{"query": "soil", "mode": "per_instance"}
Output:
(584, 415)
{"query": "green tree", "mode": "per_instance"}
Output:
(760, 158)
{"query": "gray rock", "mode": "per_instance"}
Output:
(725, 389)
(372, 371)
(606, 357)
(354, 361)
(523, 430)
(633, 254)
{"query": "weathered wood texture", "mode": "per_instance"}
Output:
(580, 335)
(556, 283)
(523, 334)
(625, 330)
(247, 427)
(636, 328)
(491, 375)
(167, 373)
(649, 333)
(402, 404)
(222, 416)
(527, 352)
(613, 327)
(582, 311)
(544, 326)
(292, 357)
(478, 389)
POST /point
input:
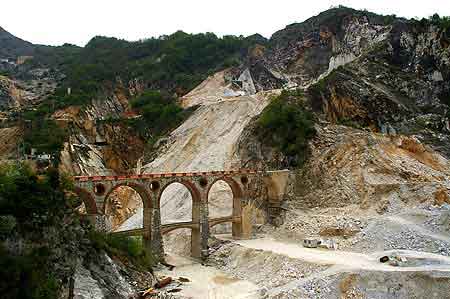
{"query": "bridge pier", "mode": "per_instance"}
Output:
(204, 229)
(245, 184)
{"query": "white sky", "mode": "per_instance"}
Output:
(55, 22)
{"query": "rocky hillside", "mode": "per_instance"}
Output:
(12, 47)
(356, 103)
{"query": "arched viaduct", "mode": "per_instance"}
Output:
(95, 190)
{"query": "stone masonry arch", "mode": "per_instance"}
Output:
(236, 217)
(88, 200)
(244, 183)
(193, 225)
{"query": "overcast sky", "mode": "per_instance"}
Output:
(55, 22)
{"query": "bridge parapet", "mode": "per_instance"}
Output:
(246, 186)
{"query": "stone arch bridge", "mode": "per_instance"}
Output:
(246, 186)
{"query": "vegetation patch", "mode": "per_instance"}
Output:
(29, 206)
(124, 248)
(288, 125)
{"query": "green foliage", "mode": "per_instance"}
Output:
(160, 114)
(125, 247)
(34, 201)
(174, 63)
(27, 276)
(159, 111)
(287, 125)
(442, 22)
(44, 135)
(29, 204)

------------

EXERCISE REQUIREMENTS:
Do not copy the pictures, but repeat every line exactly.

RESULT OF THIS TASK:
{"query": "soil", "mode": "per_instance"}
Output:
(584, 415)
{"query": "green tree", "mode": "per_instance"}
Output:
(760, 158)
{"query": "gray rock", "mode": "per_instance"}
Output:
(725, 389)
(372, 371)
(606, 357)
(354, 361)
(523, 430)
(633, 254)
{"query": "weathered wood texture", "mode": "per_instance"}
Output:
(580, 335)
(556, 283)
(523, 334)
(625, 330)
(247, 427)
(636, 328)
(491, 375)
(167, 373)
(649, 333)
(402, 404)
(222, 416)
(527, 352)
(613, 327)
(582, 311)
(544, 326)
(292, 357)
(478, 389)
POST /point
input:
{"query": "bridge pier", "mode": "per_instance"}
Output:
(204, 229)
(245, 184)
{"query": "white sky", "mode": "per_instance"}
Output:
(55, 22)
{"query": "rocky hillside", "mode": "per_instance"}
Output:
(12, 47)
(356, 103)
{"query": "arched viaduct", "mode": "per_instance"}
Output:
(95, 190)
{"query": "stone masonry arch", "mode": "per_instance"}
Output:
(236, 217)
(88, 200)
(244, 183)
(193, 225)
{"query": "overcast sky", "mode": "per_instance"}
Output:
(55, 22)
{"query": "bridge parapet", "mode": "per_instance"}
Output:
(246, 186)
{"query": "stone arch bridge", "mode": "per_instance"}
Output:
(246, 186)
{"query": "vegetation patch", "mode": "per_instance"}
Output:
(29, 206)
(124, 248)
(288, 125)
{"query": "green foliage", "mode": "per_instance"}
Output:
(160, 114)
(125, 247)
(34, 201)
(174, 63)
(27, 276)
(159, 111)
(287, 125)
(442, 22)
(44, 135)
(29, 204)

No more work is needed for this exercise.